### TASKS
a. Translate this sentence from the Andrew Ornoch profile into Spanish: "Born in Poland, he represented Canada at international level."
b. Retype the part of the Andrew Ornoch profile starting with "- 2011: Mississauga" and going on through "Canada / 3 / (0)".

Personal information
- Full name: Andrzej Mateusz Ornoch
- Date of birth: 21 August 1985 (age 40)
- Place of birth: Warsaw, Poland
- Height: 1.90 m (6 ft 3 in)
- Position: Midfielder; forward;

Team information
- Current team: The Borough FC (head coach)

Youth career
- 1995–1999: North Scarborough SC
- 1999–2001: PSA Toronto
- 2002–2005: Erin Mills SC

College career
- Years: Team / Apps / (Gls)
- 2003–2005: Detroit Mercy Titans / 59 / (26)

Senior career*
- Years: Team / Apps / (Gls)
- 2002: Mississauga Olympians / 2 / (0)
- 2006–2008: Lombard-Pápa / 34 / (10)
- 2008–2009: Esbjerg / 13 / (1)
- 2009–2010: Heracles Almelo / 1 / (0)
- 2010: Veendam / 9 / (3)
- 2011: Mississauga Eagles FC / 3 / (1)
- 2011: Telstar / 7 / (1)
- 2014: Vaughan Azzurri /  / (10)

International career^{‡}
- 2008: Canada U23 / 5 / (0)
- 2006–2009: Canada / 3 / (0)

Managerial career
- 2024–: The Borough FC

= Andrew Ornoch =

Polish-born Canadian soccer player

Andrzej Mateusz Ornoch (born August 21, 1985) is a former professional soccer player who currently serves as the head coach of The Borough FC in the League1 Ontario Championship. Born in Poland, he represented Canada at international level.

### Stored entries

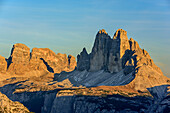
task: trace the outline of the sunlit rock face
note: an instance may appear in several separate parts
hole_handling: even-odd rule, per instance
[[[3,60],[3,58],[1,58]],[[60,73],[62,71],[73,71],[77,65],[74,56],[66,54],[55,54],[48,48],[30,48],[24,44],[14,44],[11,56],[8,58],[8,67],[4,66],[4,71],[23,75],[30,71],[49,71],[52,73]],[[5,62],[2,61],[5,65]],[[7,67],[7,68],[6,68]]]
[[[0,55],[0,73],[5,73],[7,69],[7,62],[4,57]]]
[[[0,92],[0,113],[28,113],[29,110],[19,102],[11,101]]]
[[[119,72],[123,67],[122,61],[126,50],[130,50],[126,31],[118,29],[111,39],[106,31],[102,29],[96,35],[92,52],[88,55],[83,50],[82,53],[85,54],[81,53],[78,56],[81,57],[81,59],[78,60],[78,64],[81,64],[80,62],[84,62],[83,64],[90,64],[86,68],[84,67],[84,70],[86,69],[89,71],[104,69],[111,73]],[[81,66],[78,65],[77,67],[80,69]]]
[[[77,64],[80,71],[104,70],[114,74],[123,70],[124,75],[134,76],[128,87],[136,90],[170,84],[169,78],[154,64],[149,53],[141,49],[133,38],[128,39],[127,32],[123,29],[118,29],[113,38],[110,38],[105,30],[100,30],[91,53],[88,54],[83,49],[78,55]]]

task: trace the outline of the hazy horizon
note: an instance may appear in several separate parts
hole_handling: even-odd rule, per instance
[[[169,20],[168,0],[1,0],[0,55],[8,58],[12,45],[23,43],[76,57],[83,47],[91,51],[100,29],[113,37],[122,28],[170,77]]]

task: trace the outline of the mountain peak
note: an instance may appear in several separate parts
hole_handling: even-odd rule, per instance
[[[99,30],[99,32],[98,32],[99,34],[107,34],[107,32],[104,30],[104,29],[102,29],[102,30]]]
[[[126,39],[126,40],[128,40],[127,32],[123,29],[118,29],[116,31],[116,33],[114,34],[113,39]]]

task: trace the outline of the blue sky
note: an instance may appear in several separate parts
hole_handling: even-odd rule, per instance
[[[170,77],[169,0],[0,0],[0,55],[12,45],[50,48],[76,56],[88,52],[99,29],[122,28]]]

### SOLUTIONS BY TASK
a. Nacido en Polonia, representó a Canadá a nivel internacional.

b.
- 2011: Mississauga Eagles FC / 3 / (1)
- 2011: Telstar / 7 / (1)
- 2014: Vaughan Azzurri /  / (10)

International career^{‡}
- 2008: Canada U23 / 5 / (0)
- 2006–2009: Canada / 3 / (0)